• _Set exercise_
Reproduce every one of the entries below line for line, changing nothing.

# Start of Given data

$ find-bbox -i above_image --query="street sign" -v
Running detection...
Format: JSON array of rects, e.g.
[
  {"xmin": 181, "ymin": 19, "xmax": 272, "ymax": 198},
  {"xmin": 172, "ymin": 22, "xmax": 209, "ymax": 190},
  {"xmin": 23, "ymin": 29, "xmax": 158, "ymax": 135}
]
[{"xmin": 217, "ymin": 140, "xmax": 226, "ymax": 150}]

# End of Given data

• _The solution_
$ find-bbox -i above_image --query="street sign" -v
Running detection...
Format: JSON array of rects, e.g.
[
  {"xmin": 181, "ymin": 19, "xmax": 272, "ymax": 198},
  {"xmin": 172, "ymin": 22, "xmax": 209, "ymax": 190},
  {"xmin": 23, "ymin": 29, "xmax": 158, "ymax": 135}
]
[{"xmin": 217, "ymin": 140, "xmax": 226, "ymax": 150}]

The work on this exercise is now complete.